# [AIM OF THE EXERCISE]
List every line of the records below that contains the word "roof".

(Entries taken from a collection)
====================

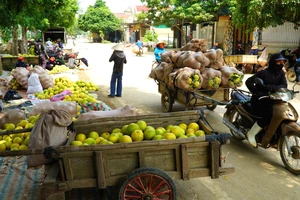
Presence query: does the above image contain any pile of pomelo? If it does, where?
[71,120,205,146]
[0,115,39,152]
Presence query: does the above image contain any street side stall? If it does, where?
[149,39,244,112]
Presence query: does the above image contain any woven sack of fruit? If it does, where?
[201,68,222,90]
[12,67,29,89]
[204,49,224,69]
[29,101,77,117]
[220,66,244,88]
[175,67,202,92]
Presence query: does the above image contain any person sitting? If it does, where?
[136,40,143,53]
[154,41,166,63]
[246,53,287,147]
[55,50,65,65]
[15,56,29,69]
[249,45,267,55]
[235,44,245,55]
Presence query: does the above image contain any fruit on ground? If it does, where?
[119,135,132,143]
[136,120,147,131]
[188,122,199,132]
[131,130,144,142]
[75,133,86,142]
[144,128,156,140]
[164,133,176,140]
[194,130,205,136]
[71,140,82,146]
[125,123,141,135]
[88,131,99,140]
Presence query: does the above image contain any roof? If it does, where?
[114,13,130,19]
[136,6,151,12]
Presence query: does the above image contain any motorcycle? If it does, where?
[223,80,300,175]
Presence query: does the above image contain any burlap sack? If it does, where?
[27,110,72,168]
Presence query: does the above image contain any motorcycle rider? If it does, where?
[246,53,287,148]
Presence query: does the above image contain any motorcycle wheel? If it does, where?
[279,132,300,175]
[286,69,296,82]
[228,109,245,140]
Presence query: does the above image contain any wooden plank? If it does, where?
[43,162,60,184]
[181,144,189,181]
[95,151,106,189]
[210,141,220,178]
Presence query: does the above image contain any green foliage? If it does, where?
[78,0,120,34]
[144,30,158,42]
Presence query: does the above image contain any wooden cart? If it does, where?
[0,111,234,200]
[157,81,229,112]
[224,55,258,73]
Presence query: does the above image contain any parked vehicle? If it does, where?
[223,80,300,174]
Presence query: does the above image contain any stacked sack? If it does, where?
[149,39,244,92]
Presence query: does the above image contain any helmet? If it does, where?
[269,53,287,67]
[18,56,24,61]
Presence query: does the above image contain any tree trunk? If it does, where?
[21,26,28,54]
[12,25,19,56]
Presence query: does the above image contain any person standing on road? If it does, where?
[246,53,287,147]
[108,44,127,98]
[154,41,166,63]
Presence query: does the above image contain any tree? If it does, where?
[139,0,223,44]
[78,0,120,39]
[225,0,300,31]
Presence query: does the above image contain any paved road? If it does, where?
[71,40,300,200]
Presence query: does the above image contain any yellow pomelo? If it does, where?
[136,120,147,131]
[83,138,96,145]
[186,133,196,137]
[0,144,6,152]
[75,133,86,142]
[185,128,195,135]
[179,123,187,131]
[10,143,20,149]
[131,130,144,142]
[71,140,82,146]
[144,128,156,140]
[107,133,120,143]
[120,135,132,143]
[96,136,105,144]
[100,132,110,139]
[111,128,122,133]
[13,137,23,144]
[152,135,164,140]
[125,123,141,135]
[187,122,199,132]
[164,133,176,140]
[88,131,99,140]
[155,127,166,135]
[170,126,185,137]
[177,135,188,139]
[194,130,205,136]
[5,123,16,131]
[121,125,128,134]
[19,144,28,150]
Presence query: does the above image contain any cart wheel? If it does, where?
[286,69,296,82]
[161,88,174,112]
[119,168,176,200]
[206,105,217,110]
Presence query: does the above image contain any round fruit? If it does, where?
[75,133,86,142]
[120,135,132,143]
[131,130,144,141]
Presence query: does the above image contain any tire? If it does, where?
[228,109,245,141]
[206,105,217,110]
[119,168,176,200]
[279,132,300,175]
[161,88,174,112]
[286,69,296,82]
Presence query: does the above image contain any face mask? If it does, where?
[275,64,284,71]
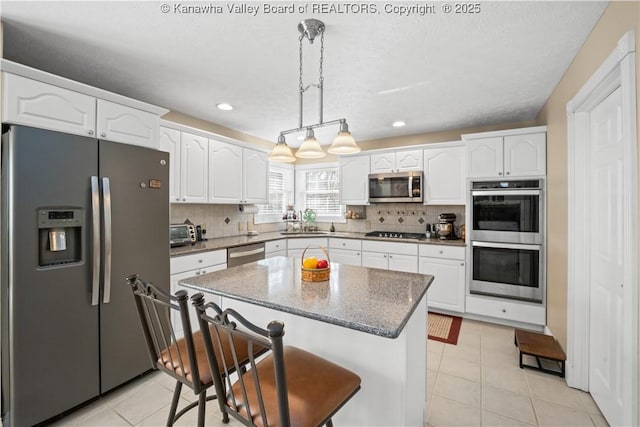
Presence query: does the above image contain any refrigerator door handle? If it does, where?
[91,176,100,305]
[102,177,111,304]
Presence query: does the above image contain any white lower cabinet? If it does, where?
[171,249,227,337]
[419,245,465,313]
[362,240,418,273]
[264,239,287,258]
[466,295,547,326]
[329,237,362,267]
[287,237,329,264]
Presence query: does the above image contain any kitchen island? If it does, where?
[180,257,433,426]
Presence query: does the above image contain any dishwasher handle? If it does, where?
[229,247,264,258]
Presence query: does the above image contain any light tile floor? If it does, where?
[426,319,608,427]
[42,319,607,427]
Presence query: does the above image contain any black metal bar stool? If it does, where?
[126,275,267,427]
[191,294,360,427]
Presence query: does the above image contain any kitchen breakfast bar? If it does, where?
[179,257,433,426]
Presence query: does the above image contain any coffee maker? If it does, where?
[438,213,457,240]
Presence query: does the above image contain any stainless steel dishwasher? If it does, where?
[227,242,264,268]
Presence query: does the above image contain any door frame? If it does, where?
[567,30,638,425]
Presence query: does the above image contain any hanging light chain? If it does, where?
[320,31,324,87]
[298,34,305,92]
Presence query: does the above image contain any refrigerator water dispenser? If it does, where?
[38,208,83,267]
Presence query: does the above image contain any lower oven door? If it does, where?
[469,242,544,302]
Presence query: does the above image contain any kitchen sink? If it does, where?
[280,231,329,236]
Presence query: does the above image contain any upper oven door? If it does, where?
[369,172,422,203]
[471,189,544,244]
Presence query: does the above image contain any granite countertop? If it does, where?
[179,257,433,338]
[171,231,466,257]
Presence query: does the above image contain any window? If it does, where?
[296,164,344,222]
[255,165,293,223]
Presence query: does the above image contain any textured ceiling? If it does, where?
[0,1,607,146]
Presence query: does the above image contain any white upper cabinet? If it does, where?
[467,136,504,178]
[2,66,167,149]
[96,99,160,149]
[180,132,209,203]
[424,145,467,205]
[242,148,269,204]
[158,126,182,203]
[371,150,422,173]
[209,139,242,203]
[2,73,96,137]
[209,143,269,204]
[339,156,370,205]
[504,133,547,176]
[463,126,547,178]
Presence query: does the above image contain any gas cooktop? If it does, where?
[365,231,425,240]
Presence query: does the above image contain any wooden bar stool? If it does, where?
[191,294,360,427]
[126,275,267,427]
[514,329,567,378]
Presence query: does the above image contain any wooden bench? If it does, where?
[514,329,567,378]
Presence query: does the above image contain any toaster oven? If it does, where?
[169,224,196,247]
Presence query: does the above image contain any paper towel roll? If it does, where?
[238,205,258,213]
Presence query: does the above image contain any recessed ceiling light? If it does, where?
[216,102,233,111]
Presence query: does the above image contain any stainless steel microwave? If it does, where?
[369,171,424,203]
[169,224,196,247]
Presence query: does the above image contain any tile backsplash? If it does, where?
[171,203,465,239]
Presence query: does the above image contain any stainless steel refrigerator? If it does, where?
[0,126,169,427]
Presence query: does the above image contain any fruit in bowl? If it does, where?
[302,256,318,270]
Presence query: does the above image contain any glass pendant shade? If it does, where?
[269,135,296,163]
[296,129,326,159]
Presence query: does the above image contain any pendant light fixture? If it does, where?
[269,19,360,162]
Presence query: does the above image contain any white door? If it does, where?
[371,153,396,173]
[158,126,182,203]
[180,132,209,203]
[396,150,422,172]
[242,148,269,204]
[588,88,631,425]
[419,257,465,313]
[504,132,547,176]
[340,156,370,205]
[209,139,242,204]
[424,147,467,205]
[467,136,503,178]
[362,252,389,270]
[389,254,418,273]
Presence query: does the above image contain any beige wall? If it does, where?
[537,1,640,349]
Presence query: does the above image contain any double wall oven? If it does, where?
[469,179,546,302]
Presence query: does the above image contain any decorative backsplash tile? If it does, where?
[171,203,465,239]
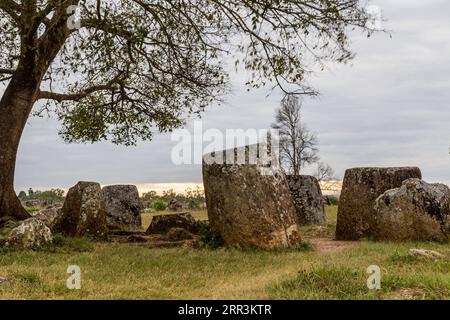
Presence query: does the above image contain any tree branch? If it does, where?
[0,0,20,22]
[0,68,16,75]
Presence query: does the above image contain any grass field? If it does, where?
[0,207,450,299]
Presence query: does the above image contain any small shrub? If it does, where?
[297,240,314,252]
[0,220,17,237]
[198,222,223,249]
[152,200,167,211]
[25,208,41,214]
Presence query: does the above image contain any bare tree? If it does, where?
[0,0,372,222]
[314,162,336,182]
[314,162,341,192]
[272,95,319,175]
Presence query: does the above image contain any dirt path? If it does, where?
[307,238,358,254]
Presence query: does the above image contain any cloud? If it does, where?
[9,0,450,189]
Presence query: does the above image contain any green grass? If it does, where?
[0,208,450,299]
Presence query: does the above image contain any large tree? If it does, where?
[272,94,319,175]
[0,0,370,221]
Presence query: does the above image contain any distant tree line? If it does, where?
[141,187,206,211]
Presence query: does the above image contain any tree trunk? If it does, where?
[0,68,40,223]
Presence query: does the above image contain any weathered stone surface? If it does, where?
[374,179,450,241]
[287,175,326,225]
[145,213,198,234]
[203,146,301,249]
[5,218,53,249]
[336,167,422,240]
[102,185,143,229]
[53,182,108,239]
[32,207,61,229]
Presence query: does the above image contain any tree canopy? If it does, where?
[0,0,371,145]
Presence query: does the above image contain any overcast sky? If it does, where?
[12,0,450,190]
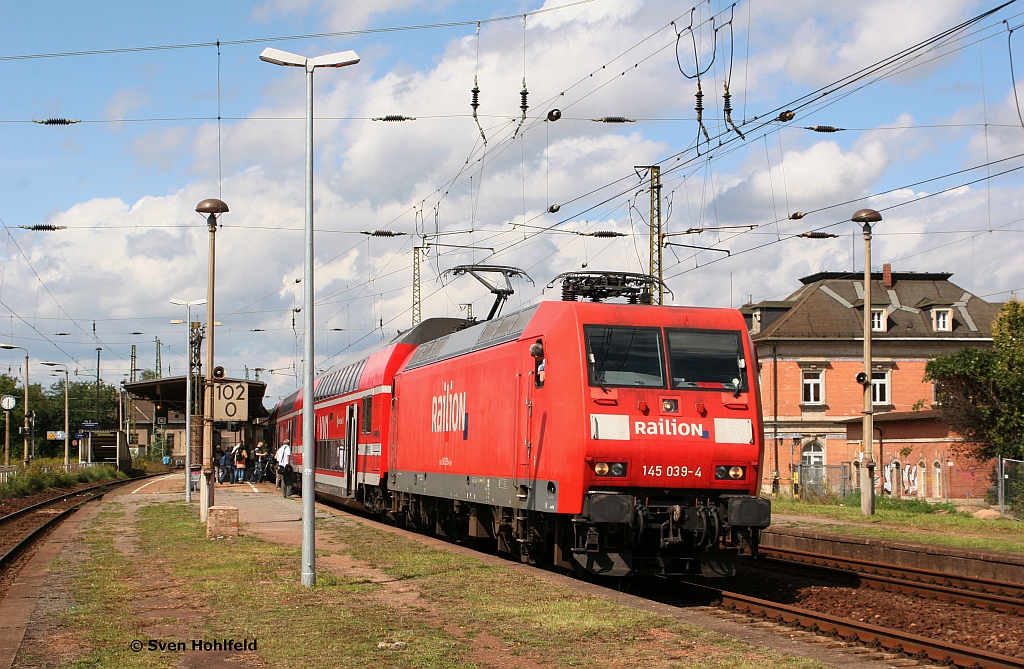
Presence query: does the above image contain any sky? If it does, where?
[0,0,1024,406]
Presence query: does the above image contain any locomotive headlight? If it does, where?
[715,464,746,480]
[594,462,626,476]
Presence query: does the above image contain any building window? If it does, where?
[800,442,825,465]
[871,372,889,405]
[804,372,822,405]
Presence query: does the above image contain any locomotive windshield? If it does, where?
[668,330,746,391]
[584,326,665,388]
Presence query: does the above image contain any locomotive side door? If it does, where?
[514,341,545,489]
[345,402,359,497]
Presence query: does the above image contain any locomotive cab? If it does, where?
[571,317,771,576]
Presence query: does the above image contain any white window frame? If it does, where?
[800,369,825,405]
[871,309,889,332]
[800,440,825,467]
[871,371,892,406]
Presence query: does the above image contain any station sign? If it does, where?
[213,381,249,421]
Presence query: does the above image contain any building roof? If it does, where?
[843,409,942,425]
[751,271,998,341]
[124,376,269,420]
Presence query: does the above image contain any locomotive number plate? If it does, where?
[643,465,700,478]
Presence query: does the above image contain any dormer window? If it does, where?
[871,309,887,332]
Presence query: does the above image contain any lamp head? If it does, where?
[196,198,230,214]
[850,209,882,223]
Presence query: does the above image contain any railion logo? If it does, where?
[430,381,469,436]
[633,418,711,440]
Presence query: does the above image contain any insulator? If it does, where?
[33,119,80,125]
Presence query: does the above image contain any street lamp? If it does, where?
[850,209,882,515]
[0,344,29,467]
[259,48,359,587]
[42,361,71,469]
[171,297,206,504]
[195,199,229,522]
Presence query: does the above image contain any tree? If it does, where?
[0,374,118,463]
[925,299,1024,460]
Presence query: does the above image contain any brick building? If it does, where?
[741,265,998,495]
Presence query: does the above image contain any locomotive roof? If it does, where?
[406,304,540,369]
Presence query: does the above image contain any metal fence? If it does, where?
[996,458,1024,518]
[0,462,102,484]
[794,462,853,499]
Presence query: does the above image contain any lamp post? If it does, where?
[42,361,71,469]
[259,48,359,587]
[171,298,206,504]
[0,344,29,467]
[850,209,882,515]
[195,199,229,522]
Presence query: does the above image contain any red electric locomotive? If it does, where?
[271,270,771,576]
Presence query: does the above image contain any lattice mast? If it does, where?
[650,165,665,304]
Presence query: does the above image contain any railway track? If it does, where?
[0,474,161,571]
[687,583,1024,669]
[758,546,1024,602]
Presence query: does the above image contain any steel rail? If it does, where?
[758,545,1024,607]
[0,474,162,569]
[0,471,159,525]
[686,583,1024,669]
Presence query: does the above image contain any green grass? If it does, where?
[55,502,822,669]
[772,494,1024,553]
[0,460,128,499]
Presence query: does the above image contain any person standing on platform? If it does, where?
[273,442,295,499]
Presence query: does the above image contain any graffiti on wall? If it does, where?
[903,465,919,495]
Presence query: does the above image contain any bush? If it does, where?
[0,463,128,499]
[838,490,958,513]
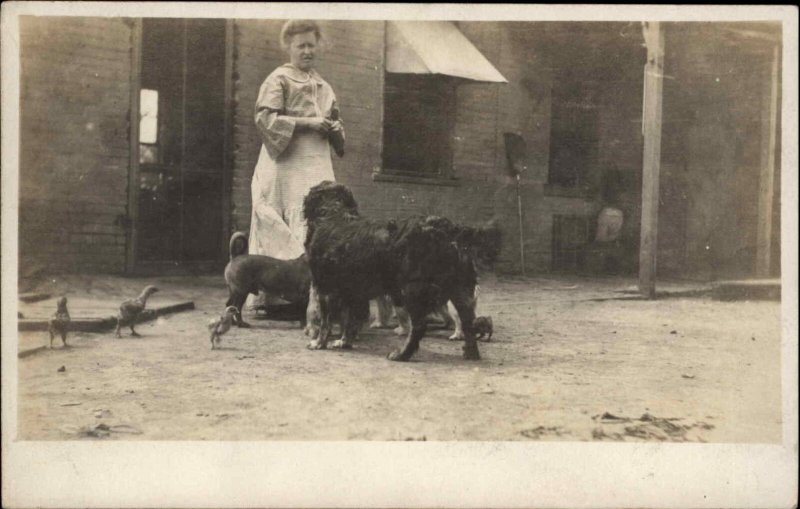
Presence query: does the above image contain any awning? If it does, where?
[386,21,508,83]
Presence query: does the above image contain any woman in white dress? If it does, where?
[250,20,344,308]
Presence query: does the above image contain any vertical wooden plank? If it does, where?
[639,22,664,299]
[756,45,778,277]
[220,19,236,261]
[125,19,142,273]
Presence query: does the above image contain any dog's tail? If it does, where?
[228,232,249,260]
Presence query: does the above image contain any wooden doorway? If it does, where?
[128,18,230,272]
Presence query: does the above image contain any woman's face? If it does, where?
[289,32,317,71]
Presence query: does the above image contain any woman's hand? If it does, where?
[296,117,333,134]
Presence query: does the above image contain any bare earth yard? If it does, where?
[18,276,782,442]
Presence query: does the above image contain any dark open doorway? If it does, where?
[131,18,227,270]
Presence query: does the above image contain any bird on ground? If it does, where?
[48,297,70,348]
[208,306,238,350]
[117,285,158,338]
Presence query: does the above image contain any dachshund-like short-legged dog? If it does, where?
[225,232,311,327]
[303,182,496,361]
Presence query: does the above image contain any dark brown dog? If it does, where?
[225,232,311,327]
[303,182,496,361]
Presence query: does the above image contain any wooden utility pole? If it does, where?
[639,22,664,299]
[756,44,779,277]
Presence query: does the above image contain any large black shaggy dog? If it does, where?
[303,181,499,361]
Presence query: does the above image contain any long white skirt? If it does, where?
[248,132,334,307]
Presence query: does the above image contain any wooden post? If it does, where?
[125,19,142,273]
[756,44,778,277]
[639,22,664,299]
[219,19,236,262]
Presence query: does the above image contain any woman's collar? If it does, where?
[281,64,321,83]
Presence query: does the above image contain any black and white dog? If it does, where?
[303,182,499,361]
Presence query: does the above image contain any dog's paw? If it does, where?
[462,344,481,361]
[386,350,411,362]
[331,339,353,350]
[447,332,464,341]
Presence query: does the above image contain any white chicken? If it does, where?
[117,285,158,338]
[208,306,238,350]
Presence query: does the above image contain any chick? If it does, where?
[472,316,494,341]
[117,285,158,338]
[208,306,239,350]
[48,297,70,348]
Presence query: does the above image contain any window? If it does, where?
[139,88,158,163]
[383,73,456,177]
[547,73,599,189]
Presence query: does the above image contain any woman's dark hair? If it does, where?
[281,19,322,49]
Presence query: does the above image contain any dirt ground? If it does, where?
[18,276,781,442]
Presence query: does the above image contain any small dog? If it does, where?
[48,297,70,348]
[225,232,311,327]
[208,306,238,350]
[117,285,158,338]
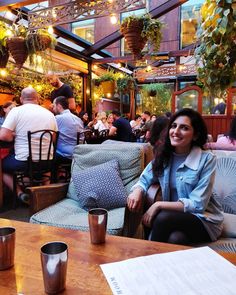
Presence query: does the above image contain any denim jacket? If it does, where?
[131,147,223,240]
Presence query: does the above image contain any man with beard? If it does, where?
[46,72,76,112]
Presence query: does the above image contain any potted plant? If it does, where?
[195,0,236,96]
[120,14,163,57]
[143,83,160,96]
[26,29,57,54]
[116,75,135,94]
[97,71,115,95]
[7,24,28,69]
[0,21,9,68]
[141,83,171,115]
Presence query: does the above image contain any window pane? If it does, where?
[180,0,204,48]
[72,19,94,43]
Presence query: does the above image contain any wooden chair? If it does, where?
[13,129,59,208]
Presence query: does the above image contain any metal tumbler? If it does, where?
[0,227,16,270]
[41,242,68,294]
[88,208,108,244]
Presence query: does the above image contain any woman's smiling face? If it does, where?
[169,116,195,154]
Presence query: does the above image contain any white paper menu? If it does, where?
[101,247,236,295]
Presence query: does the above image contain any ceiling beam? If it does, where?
[0,0,40,11]
[15,7,112,60]
[82,0,188,56]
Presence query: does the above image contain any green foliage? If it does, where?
[195,0,236,96]
[26,29,57,54]
[141,83,171,115]
[116,75,135,94]
[0,21,10,53]
[11,23,28,38]
[60,73,83,103]
[0,69,82,104]
[96,71,115,83]
[120,14,163,51]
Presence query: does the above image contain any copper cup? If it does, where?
[41,242,68,294]
[0,227,16,270]
[88,208,108,244]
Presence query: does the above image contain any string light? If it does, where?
[146,65,152,72]
[6,29,13,37]
[48,26,53,34]
[0,69,7,77]
[110,14,118,25]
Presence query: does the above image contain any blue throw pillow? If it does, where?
[72,160,127,210]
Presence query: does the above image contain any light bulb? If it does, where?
[48,26,53,34]
[0,69,7,77]
[110,14,118,25]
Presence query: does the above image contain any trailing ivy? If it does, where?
[195,0,236,95]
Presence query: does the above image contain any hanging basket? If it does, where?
[0,47,9,68]
[7,37,28,69]
[148,90,157,96]
[101,81,115,95]
[120,20,147,57]
[27,32,52,52]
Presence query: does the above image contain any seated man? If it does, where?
[0,87,57,201]
[53,96,84,164]
[109,111,133,141]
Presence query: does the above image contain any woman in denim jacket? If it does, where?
[127,108,223,245]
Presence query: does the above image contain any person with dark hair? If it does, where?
[149,116,169,147]
[212,99,226,115]
[141,111,153,142]
[46,71,76,111]
[127,108,223,245]
[53,96,84,164]
[206,117,236,150]
[109,110,133,142]
[0,87,57,202]
[130,114,142,131]
[0,101,16,127]
[164,112,172,119]
[78,111,89,128]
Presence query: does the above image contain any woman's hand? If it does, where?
[142,202,162,227]
[127,188,142,212]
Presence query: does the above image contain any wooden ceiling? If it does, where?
[0,0,41,11]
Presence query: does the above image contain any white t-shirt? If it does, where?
[2,103,58,161]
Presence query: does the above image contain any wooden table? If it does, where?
[0,219,236,295]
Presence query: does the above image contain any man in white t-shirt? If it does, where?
[0,87,58,205]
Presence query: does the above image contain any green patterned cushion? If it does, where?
[67,143,144,199]
[72,160,127,210]
[30,198,125,235]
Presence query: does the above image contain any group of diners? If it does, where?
[0,84,236,249]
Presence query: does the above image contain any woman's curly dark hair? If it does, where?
[152,108,208,177]
[227,117,236,143]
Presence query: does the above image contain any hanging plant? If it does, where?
[6,24,28,69]
[195,0,236,95]
[116,75,135,94]
[141,83,171,115]
[0,21,10,68]
[120,14,163,56]
[26,29,57,66]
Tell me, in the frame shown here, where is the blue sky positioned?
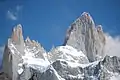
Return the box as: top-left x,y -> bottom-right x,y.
0,0 -> 120,50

====================

# [OUTPUT FOR THIS TASK]
Presence query: does the above image contain any roof? If it does, where?
Presence query: does the above image contain any building roof? If it does, where?
Presence query: does the above image contain any locomotive roof? If it does, where?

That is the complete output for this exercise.